Task statement. Print verbatim the lines of the entries from the one containing "Task: for the greenhouse-bench survey, tag the fish mouth" to the last, inclusive, and no others.

◇ ◇ ◇ ◇ ◇ ◇ ◇

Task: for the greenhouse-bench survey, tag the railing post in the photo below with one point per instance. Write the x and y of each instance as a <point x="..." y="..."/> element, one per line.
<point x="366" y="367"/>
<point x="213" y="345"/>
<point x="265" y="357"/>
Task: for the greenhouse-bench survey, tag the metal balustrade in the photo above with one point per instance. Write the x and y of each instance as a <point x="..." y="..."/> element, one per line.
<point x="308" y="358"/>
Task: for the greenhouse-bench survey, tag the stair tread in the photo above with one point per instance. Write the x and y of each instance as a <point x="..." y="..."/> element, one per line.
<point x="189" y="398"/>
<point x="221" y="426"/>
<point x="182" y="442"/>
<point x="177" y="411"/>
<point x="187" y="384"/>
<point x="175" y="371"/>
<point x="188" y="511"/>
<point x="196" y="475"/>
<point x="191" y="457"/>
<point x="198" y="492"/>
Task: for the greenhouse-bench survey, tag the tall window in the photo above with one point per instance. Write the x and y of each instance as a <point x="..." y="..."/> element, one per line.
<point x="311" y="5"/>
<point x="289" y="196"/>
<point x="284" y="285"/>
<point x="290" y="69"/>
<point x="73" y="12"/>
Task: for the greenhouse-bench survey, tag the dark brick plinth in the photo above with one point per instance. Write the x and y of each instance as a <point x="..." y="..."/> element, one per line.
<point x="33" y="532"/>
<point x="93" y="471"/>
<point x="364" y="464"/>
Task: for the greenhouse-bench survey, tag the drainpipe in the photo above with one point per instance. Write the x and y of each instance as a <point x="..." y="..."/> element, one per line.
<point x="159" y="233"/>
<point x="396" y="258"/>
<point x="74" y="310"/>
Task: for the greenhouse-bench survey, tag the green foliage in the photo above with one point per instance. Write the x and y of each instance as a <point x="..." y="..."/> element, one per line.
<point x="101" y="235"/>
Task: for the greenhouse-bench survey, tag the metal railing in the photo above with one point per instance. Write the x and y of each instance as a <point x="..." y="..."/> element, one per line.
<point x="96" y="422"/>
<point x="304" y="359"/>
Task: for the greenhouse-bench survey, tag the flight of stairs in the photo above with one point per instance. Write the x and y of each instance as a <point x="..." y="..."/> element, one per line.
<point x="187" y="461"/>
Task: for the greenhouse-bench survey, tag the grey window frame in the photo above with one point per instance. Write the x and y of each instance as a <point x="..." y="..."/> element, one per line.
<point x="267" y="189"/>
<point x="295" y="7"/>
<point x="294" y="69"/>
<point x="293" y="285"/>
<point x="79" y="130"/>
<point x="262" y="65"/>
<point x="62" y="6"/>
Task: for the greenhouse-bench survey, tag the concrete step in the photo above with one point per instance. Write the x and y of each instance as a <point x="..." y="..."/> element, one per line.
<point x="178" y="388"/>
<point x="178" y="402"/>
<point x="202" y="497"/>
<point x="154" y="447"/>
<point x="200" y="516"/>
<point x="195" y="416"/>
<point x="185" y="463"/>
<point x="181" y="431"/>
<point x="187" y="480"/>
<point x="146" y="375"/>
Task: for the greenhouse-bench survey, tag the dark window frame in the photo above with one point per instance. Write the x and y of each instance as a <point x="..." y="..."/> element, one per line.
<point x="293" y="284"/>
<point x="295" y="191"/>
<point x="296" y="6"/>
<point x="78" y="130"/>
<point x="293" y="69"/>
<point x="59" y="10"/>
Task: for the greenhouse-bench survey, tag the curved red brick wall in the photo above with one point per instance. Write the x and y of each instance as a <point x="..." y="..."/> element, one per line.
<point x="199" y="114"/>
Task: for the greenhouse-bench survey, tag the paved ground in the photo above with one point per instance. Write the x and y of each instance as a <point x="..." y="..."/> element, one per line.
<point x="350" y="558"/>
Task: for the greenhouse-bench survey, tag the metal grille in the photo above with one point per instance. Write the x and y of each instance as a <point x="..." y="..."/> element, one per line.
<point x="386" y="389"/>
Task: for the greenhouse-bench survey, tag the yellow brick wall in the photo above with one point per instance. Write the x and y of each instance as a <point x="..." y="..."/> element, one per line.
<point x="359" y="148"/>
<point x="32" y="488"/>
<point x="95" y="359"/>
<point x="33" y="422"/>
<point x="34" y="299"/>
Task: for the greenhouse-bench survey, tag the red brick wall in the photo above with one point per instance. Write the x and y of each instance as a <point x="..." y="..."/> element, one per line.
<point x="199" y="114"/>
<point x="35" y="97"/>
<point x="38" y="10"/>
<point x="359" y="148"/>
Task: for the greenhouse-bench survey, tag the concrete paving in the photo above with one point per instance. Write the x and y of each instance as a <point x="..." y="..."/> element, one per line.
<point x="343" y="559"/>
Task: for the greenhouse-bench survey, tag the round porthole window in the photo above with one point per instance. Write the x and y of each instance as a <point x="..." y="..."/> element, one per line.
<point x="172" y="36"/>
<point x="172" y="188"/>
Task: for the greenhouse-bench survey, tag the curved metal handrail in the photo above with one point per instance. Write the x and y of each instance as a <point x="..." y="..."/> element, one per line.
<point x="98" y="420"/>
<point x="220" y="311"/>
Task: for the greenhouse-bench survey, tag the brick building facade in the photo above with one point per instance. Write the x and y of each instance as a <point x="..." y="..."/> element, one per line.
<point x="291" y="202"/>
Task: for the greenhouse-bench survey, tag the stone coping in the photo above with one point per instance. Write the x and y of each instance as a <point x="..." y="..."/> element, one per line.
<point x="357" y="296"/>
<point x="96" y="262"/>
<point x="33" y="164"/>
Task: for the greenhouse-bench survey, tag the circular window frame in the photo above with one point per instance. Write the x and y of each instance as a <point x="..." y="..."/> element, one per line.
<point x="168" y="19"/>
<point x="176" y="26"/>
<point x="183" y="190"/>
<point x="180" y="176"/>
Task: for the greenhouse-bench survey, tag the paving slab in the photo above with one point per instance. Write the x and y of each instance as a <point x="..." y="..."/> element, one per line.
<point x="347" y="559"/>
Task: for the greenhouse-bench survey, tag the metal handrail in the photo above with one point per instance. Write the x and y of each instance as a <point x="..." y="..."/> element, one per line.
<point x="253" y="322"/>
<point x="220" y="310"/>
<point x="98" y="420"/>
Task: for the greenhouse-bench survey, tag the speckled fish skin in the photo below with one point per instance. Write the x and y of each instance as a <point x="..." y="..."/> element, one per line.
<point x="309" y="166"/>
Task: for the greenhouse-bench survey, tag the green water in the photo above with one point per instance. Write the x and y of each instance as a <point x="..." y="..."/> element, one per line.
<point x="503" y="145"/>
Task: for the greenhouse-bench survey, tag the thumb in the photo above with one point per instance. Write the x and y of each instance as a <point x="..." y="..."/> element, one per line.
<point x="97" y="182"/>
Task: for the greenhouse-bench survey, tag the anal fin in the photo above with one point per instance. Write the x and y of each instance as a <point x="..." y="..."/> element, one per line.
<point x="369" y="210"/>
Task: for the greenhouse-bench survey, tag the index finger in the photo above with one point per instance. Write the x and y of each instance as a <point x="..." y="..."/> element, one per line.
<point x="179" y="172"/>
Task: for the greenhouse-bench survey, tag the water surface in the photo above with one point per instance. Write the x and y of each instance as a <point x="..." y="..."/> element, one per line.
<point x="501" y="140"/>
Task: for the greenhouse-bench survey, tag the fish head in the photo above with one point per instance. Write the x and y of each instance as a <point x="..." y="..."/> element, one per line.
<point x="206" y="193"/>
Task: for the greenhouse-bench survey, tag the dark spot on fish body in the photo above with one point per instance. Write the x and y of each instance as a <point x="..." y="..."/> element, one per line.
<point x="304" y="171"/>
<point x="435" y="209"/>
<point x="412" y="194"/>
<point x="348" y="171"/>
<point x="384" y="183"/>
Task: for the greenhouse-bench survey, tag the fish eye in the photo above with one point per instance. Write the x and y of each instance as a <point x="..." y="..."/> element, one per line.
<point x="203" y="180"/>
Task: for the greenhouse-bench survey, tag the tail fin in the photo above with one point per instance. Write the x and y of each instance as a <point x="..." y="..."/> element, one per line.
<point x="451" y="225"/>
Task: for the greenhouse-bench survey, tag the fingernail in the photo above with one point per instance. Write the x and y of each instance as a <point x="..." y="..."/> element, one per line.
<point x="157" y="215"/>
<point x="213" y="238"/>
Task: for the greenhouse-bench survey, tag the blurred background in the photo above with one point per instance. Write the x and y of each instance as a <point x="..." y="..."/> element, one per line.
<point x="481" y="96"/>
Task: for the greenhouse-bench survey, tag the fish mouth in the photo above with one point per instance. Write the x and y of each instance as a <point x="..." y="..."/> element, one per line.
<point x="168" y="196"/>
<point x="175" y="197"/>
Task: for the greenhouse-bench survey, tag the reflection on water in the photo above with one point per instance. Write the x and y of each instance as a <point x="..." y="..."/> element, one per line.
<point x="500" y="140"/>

◇ ◇ ◇ ◇ ◇ ◇ ◇

Task solution.
Task: for the greenhouse-bench survey, tag the fish mouth in the photo above with one point per instance. Write the x and y of each instance as a <point x="..." y="..."/> element, one per line.
<point x="168" y="196"/>
<point x="175" y="197"/>
Task: for the greenhouse-bench survey, tag the reflection on water in the photo above with one point per instance. Write the x and y of each instance as a <point x="..." y="..."/> element, one per line.
<point x="500" y="140"/>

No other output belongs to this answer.